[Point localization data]
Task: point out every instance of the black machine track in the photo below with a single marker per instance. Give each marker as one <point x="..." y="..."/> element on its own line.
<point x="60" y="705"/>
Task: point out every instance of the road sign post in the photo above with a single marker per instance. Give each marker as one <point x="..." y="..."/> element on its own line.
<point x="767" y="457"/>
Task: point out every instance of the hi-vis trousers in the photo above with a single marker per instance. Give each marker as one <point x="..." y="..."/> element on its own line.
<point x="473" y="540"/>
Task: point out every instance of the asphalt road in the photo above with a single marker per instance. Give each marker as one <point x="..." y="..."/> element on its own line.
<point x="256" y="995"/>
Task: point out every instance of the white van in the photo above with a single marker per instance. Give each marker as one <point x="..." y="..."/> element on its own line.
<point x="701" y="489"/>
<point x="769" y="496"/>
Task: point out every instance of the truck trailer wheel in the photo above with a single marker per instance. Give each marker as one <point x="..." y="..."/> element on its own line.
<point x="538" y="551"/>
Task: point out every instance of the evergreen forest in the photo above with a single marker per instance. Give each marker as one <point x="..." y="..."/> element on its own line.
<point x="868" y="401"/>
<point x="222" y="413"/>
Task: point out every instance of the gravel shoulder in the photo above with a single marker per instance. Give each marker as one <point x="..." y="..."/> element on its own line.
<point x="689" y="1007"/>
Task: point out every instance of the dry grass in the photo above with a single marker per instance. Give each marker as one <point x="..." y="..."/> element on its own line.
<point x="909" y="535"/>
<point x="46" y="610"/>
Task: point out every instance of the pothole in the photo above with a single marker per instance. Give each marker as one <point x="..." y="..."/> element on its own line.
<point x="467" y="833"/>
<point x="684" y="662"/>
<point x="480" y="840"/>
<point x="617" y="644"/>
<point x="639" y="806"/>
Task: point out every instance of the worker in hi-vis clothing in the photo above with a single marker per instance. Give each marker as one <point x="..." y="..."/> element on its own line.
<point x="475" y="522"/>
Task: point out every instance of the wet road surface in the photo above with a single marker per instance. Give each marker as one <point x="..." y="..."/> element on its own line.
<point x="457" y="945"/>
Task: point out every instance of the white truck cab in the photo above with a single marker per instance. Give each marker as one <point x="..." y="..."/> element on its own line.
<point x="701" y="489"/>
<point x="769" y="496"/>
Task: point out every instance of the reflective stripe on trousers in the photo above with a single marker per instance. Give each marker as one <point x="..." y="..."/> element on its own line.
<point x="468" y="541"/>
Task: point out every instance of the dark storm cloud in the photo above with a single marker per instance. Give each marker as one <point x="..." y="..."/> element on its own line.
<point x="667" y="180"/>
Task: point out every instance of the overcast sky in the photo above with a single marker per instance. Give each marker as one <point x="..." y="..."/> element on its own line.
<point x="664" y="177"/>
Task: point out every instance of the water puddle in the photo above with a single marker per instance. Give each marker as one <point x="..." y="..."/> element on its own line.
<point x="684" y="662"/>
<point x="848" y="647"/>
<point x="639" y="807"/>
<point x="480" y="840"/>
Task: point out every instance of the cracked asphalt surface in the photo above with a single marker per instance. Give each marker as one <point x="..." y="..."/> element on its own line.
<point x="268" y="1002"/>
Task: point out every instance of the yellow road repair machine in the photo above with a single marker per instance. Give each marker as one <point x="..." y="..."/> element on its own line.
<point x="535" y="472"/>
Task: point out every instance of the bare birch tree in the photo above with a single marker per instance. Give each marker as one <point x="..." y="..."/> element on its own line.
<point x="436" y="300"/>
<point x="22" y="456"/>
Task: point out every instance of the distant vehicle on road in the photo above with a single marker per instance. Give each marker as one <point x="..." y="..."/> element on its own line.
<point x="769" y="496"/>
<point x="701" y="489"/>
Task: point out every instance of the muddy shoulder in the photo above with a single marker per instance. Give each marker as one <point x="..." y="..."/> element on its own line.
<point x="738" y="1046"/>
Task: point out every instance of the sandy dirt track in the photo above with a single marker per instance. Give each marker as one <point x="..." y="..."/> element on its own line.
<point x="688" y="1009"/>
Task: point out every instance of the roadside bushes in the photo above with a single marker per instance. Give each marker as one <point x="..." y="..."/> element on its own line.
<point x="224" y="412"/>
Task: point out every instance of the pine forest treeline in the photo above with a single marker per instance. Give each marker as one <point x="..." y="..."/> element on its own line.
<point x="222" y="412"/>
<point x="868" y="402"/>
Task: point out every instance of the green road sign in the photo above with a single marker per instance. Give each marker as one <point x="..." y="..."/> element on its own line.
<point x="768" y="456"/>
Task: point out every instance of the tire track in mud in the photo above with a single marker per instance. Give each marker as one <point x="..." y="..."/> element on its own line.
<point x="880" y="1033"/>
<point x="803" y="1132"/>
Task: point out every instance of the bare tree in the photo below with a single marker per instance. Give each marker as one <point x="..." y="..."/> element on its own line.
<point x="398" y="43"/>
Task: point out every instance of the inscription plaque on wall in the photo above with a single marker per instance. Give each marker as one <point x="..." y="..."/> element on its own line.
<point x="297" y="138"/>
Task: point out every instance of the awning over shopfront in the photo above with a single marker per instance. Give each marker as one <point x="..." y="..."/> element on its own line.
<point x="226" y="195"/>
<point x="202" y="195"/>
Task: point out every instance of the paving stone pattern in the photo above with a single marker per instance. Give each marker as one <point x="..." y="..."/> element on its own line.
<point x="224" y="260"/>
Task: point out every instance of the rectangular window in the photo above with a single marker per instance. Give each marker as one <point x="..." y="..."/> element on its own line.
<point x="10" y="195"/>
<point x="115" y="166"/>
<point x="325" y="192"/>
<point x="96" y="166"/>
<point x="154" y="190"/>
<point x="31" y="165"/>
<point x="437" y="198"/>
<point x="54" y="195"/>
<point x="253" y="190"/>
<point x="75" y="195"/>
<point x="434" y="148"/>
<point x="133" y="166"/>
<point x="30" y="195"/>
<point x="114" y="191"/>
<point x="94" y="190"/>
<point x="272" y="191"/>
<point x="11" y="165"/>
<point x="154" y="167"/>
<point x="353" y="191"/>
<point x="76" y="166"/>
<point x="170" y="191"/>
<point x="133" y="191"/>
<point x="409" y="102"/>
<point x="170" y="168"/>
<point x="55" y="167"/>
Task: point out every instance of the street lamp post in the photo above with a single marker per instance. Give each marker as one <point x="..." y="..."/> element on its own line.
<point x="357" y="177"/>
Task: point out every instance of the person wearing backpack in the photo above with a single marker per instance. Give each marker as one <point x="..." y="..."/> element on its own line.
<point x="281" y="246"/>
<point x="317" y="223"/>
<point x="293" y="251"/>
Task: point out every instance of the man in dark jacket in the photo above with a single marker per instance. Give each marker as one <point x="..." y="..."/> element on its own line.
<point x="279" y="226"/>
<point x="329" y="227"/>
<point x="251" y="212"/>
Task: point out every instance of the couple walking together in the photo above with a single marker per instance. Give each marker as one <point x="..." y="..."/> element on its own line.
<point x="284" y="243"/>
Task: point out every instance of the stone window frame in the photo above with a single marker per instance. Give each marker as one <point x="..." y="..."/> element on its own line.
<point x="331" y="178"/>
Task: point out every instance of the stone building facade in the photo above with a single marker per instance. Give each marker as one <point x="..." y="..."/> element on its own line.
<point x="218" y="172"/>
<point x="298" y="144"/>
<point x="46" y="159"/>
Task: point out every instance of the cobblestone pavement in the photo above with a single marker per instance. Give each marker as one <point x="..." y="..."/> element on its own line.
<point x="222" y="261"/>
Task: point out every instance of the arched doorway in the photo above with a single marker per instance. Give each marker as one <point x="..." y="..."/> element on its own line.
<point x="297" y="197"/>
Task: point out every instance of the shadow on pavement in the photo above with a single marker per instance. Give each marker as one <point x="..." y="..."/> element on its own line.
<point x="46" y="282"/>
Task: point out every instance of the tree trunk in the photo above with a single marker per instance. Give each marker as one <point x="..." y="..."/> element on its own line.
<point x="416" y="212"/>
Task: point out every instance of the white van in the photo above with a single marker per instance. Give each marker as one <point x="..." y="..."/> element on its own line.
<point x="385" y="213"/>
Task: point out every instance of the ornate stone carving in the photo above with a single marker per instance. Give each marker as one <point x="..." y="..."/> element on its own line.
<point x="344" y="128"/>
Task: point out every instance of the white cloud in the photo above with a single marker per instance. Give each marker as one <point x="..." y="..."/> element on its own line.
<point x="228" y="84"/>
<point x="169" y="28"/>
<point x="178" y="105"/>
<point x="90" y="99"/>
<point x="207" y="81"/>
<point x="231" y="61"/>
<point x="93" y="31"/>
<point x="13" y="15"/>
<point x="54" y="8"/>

**Brief**
Return the line that contains "Task: point out every instance of the shadow" along with every line after it through the end of the entries, exactly, adding nothing.

**Completed task**
Task: point out every instance of the shadow on pavement in the photo above with a single marker per instance. Give each marker as one <point x="..." y="..."/> element on its own line.
<point x="46" y="282"/>
Task: point out every instance of the tree trunk in the photo above with a single marker per instance. Give each marker as one <point x="..." y="..."/> element on its own line.
<point x="416" y="212"/>
Task: point out every instance of the white van in the photo above with a single marker per instance. Give each marker as one <point x="..." y="..."/> element on its own line.
<point x="385" y="213"/>
Task: point out every instance of the ornate stone carving in the photo above with a single marker per instance. Give each marker as one <point x="..." y="..."/> element on its own line.
<point x="344" y="128"/>
Task: point out every instance of the white cloud in the photo above with a single marker per instance. Give each marker as one <point x="..." y="..."/> element on its own line.
<point x="228" y="84"/>
<point x="169" y="28"/>
<point x="178" y="105"/>
<point x="90" y="99"/>
<point x="207" y="81"/>
<point x="231" y="61"/>
<point x="93" y="31"/>
<point x="13" y="15"/>
<point x="54" y="8"/>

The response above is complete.